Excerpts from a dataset
------
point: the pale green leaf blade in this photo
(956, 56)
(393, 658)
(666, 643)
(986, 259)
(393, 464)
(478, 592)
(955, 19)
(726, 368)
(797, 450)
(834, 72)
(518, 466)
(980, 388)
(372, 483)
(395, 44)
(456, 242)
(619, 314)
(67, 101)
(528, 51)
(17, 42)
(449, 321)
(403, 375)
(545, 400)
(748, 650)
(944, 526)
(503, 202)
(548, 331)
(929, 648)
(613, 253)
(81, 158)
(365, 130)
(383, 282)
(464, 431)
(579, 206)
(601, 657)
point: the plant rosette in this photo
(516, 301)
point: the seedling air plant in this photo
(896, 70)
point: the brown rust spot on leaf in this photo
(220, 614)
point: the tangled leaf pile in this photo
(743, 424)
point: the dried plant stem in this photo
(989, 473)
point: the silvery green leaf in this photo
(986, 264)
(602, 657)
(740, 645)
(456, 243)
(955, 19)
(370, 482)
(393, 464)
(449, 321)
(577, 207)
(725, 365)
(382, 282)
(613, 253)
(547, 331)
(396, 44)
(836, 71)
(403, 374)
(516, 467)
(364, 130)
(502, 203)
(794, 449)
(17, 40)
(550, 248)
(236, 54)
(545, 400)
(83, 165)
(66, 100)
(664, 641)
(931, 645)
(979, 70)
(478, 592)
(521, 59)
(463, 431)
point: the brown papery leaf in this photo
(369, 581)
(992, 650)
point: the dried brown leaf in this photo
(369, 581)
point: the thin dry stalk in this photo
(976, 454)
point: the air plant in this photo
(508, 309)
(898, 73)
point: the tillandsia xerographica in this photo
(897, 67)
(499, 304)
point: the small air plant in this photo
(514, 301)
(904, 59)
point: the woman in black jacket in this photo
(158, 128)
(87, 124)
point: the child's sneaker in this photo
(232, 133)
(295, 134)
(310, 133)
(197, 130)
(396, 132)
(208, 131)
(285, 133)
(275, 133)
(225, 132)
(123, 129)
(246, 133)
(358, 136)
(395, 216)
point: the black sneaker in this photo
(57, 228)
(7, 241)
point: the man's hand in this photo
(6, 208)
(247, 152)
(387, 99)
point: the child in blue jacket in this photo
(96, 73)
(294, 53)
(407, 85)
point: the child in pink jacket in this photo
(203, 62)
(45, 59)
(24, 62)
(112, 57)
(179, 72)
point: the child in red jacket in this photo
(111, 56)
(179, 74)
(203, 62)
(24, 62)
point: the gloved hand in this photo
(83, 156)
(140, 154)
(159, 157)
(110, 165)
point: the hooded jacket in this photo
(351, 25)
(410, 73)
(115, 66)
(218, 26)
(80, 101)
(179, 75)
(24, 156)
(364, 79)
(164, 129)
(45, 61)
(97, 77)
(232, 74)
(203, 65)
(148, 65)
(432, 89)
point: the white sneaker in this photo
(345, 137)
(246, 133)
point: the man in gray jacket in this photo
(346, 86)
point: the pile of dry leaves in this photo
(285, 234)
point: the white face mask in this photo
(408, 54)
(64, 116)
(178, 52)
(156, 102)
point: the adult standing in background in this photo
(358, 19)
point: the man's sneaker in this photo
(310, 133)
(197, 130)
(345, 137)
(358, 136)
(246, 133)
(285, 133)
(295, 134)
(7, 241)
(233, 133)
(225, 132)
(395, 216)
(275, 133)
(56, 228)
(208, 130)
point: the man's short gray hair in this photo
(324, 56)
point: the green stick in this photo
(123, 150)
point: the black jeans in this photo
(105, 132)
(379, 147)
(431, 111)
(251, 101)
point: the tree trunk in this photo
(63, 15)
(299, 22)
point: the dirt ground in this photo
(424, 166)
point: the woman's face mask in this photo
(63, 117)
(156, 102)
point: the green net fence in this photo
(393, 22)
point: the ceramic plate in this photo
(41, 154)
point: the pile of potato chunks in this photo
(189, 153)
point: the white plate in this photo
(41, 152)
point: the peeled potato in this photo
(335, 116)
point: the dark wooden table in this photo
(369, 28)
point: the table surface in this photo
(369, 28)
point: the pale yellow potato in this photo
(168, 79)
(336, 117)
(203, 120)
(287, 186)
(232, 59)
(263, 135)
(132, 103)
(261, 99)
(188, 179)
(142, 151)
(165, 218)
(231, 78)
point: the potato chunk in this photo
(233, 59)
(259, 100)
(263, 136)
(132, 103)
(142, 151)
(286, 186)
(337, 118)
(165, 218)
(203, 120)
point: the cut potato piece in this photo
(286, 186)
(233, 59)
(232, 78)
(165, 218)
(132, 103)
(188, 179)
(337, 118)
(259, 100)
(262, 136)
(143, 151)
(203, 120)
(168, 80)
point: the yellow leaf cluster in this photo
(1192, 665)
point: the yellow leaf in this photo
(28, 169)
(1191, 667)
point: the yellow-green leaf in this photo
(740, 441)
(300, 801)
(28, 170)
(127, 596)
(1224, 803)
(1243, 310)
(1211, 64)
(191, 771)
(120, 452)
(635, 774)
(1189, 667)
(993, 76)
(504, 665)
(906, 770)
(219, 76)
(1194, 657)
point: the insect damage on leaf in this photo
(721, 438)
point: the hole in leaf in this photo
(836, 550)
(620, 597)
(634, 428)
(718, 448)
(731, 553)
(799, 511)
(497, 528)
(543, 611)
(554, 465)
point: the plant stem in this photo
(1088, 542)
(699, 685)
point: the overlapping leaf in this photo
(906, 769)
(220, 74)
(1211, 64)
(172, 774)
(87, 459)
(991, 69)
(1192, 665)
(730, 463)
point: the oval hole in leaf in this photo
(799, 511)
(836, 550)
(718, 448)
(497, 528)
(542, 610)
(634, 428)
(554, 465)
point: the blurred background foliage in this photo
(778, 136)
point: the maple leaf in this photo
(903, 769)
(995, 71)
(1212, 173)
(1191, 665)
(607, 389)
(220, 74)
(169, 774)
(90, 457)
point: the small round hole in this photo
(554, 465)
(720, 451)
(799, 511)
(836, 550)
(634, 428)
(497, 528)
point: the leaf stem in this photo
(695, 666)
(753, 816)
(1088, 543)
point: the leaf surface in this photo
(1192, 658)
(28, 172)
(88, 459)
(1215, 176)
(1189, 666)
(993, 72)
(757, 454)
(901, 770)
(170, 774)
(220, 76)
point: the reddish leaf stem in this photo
------
**PROBLEM DETAILS:**
All entries are to be copied exactly as they read.

**WRITTEN SOLUTION:**
point: the pale green leaf blade in this photo
(956, 56)
(393, 658)
(666, 643)
(986, 259)
(393, 464)
(478, 592)
(955, 19)
(726, 368)
(797, 450)
(834, 72)
(518, 466)
(980, 388)
(372, 483)
(395, 44)
(456, 242)
(619, 314)
(67, 101)
(528, 51)
(17, 42)
(449, 321)
(403, 375)
(545, 400)
(748, 650)
(944, 526)
(503, 202)
(548, 331)
(929, 648)
(613, 253)
(81, 158)
(365, 130)
(383, 282)
(464, 431)
(579, 206)
(601, 657)
point: the plant rosette in this photo
(516, 301)
point: the seedling air plant in this photo
(896, 70)
point: the brown rust spot on leaf in this photo
(220, 614)
point: the tangled leaf pile in this photo
(743, 424)
point: the dried plant stem in this photo
(989, 473)
point: the silvery green leaf in this photo
(986, 264)
(602, 657)
(740, 645)
(456, 243)
(955, 19)
(370, 482)
(393, 464)
(449, 321)
(577, 207)
(725, 365)
(382, 282)
(613, 253)
(547, 331)
(396, 44)
(836, 71)
(403, 374)
(516, 467)
(364, 130)
(502, 203)
(794, 449)
(17, 40)
(550, 248)
(236, 54)
(545, 400)
(83, 165)
(66, 100)
(664, 641)
(931, 645)
(979, 70)
(478, 592)
(521, 59)
(463, 431)
point: the brown papery leaf in this photo
(369, 581)
(992, 650)
point: the dried brown leaf in this photo
(369, 581)
point: the thin dry stalk in this photo
(976, 454)
point: the air plant in this photo
(508, 309)
(898, 73)
point: the tillandsia xerographica in this photo
(897, 67)
(499, 304)
point: the small air plant in this photo
(514, 301)
(904, 59)
point: the woman in black jacket in this photo
(158, 128)
(87, 124)
point: the child's sneaker in this photo
(232, 133)
(295, 134)
(310, 133)
(197, 130)
(396, 132)
(208, 131)
(285, 133)
(275, 133)
(225, 132)
(123, 129)
(246, 133)
(358, 136)
(395, 216)
point: the black sneaker in this photo
(57, 228)
(7, 241)
point: the man's hand in this photo
(6, 208)
(247, 152)
(387, 99)
point: the child in blue jacket in this photo
(96, 73)
(294, 53)
(407, 85)
point: the child in pink jacket in this photo
(203, 62)
(45, 59)
(24, 62)
(112, 57)
(179, 72)
point: the child in red jacket in this photo
(111, 56)
(179, 74)
(203, 62)
(24, 62)
point: the gloved hand in this photo
(83, 156)
(140, 154)
(159, 157)
(110, 165)
point: the hooded jacket in this photo
(351, 25)
(410, 73)
(115, 66)
(218, 26)
(80, 101)
(179, 75)
(24, 156)
(364, 79)
(164, 129)
(45, 61)
(97, 77)
(232, 74)
(203, 65)
(148, 65)
(432, 89)
point: the white sneaker in this photo
(345, 137)
(246, 133)
point: the man in gray jacket in this photo
(346, 86)
point: the pile of dry leaves in this photo
(285, 234)
point: the white face mask in this photo
(408, 54)
(64, 116)
(178, 52)
(156, 102)
point: the adult standing in background in this photo
(358, 19)
point: the man's sneaker in this photo
(310, 133)
(197, 130)
(345, 137)
(358, 136)
(246, 133)
(285, 133)
(295, 134)
(7, 241)
(233, 133)
(225, 132)
(395, 216)
(275, 133)
(56, 228)
(208, 130)
point: the man's short gray hair in this photo
(324, 56)
point: the green stick in this photo
(123, 150)
point: the black jeans in this photo
(105, 132)
(379, 147)
(431, 111)
(251, 101)
point: the tree trunk in this photo
(63, 15)
(299, 22)
point: the dirt ground in this photo
(424, 166)
point: the woman's face mask in this photo
(63, 117)
(156, 102)
point: the green net fence in this photo
(393, 22)
point: the ceramic plate in this photo
(41, 154)
point: the pile of potato chunks in this photo
(189, 153)
point: the white plate in this photo
(41, 152)
point: the peeled potato in this photo
(335, 116)
point: the dark wooden table in this photo
(369, 28)
point: the table surface in this photo
(369, 28)
point: the pale yellow potato in this photo
(168, 79)
(336, 117)
(203, 120)
(287, 186)
(232, 59)
(263, 135)
(132, 103)
(261, 99)
(188, 179)
(142, 151)
(165, 218)
(231, 78)
point: the potato chunk in this photo
(233, 59)
(259, 100)
(263, 136)
(132, 103)
(142, 151)
(286, 186)
(337, 118)
(165, 218)
(203, 120)
point: the cut potato piece in this photo
(286, 186)
(233, 59)
(232, 78)
(165, 218)
(132, 103)
(188, 179)
(337, 118)
(259, 100)
(262, 136)
(143, 151)
(203, 120)
(168, 80)
point: the yellow leaf cluster in this photo
(1192, 665)
point: the yellow leaf in this photo
(28, 169)
(1191, 667)
point: the yellow-green leaf in this photo
(740, 441)
(300, 801)
(28, 170)
(127, 596)
(1224, 803)
(1243, 310)
(1211, 64)
(191, 771)
(120, 452)
(635, 774)
(1189, 667)
(993, 76)
(504, 665)
(906, 770)
(219, 76)
(1194, 657)
point: the insect damage on leaf in this photo
(721, 438)
point: the hole in leaf in this photo
(836, 550)
(620, 597)
(634, 428)
(718, 448)
(731, 553)
(799, 511)
(497, 528)
(543, 611)
(554, 465)
point: the plant stem in this photo
(1088, 542)
(699, 685)
point: the overlapping leaf in this photo
(906, 769)
(220, 74)
(1211, 64)
(172, 774)
(87, 459)
(991, 69)
(1192, 665)
(730, 463)
point: the oval hole in leaf in this photo
(799, 511)
(836, 550)
(718, 448)
(497, 528)
(542, 610)
(634, 428)
(554, 465)
point: the blurred background foliage in this photo
(778, 136)
point: the maple leaf in this photo
(903, 769)
(995, 71)
(1212, 173)
(1191, 665)
(607, 389)
(220, 74)
(169, 774)
(90, 457)
point: the small round hole in this photo
(554, 465)
(720, 451)
(799, 511)
(836, 550)
(634, 428)
(497, 528)
point: the leaf stem in this photo
(695, 666)
(753, 816)
(1088, 543)
point: the leaf surface in this photo
(1192, 658)
(28, 172)
(88, 459)
(1215, 176)
(1189, 666)
(993, 72)
(757, 454)
(901, 770)
(170, 774)
(220, 76)
point: the reddish leaf stem in this photo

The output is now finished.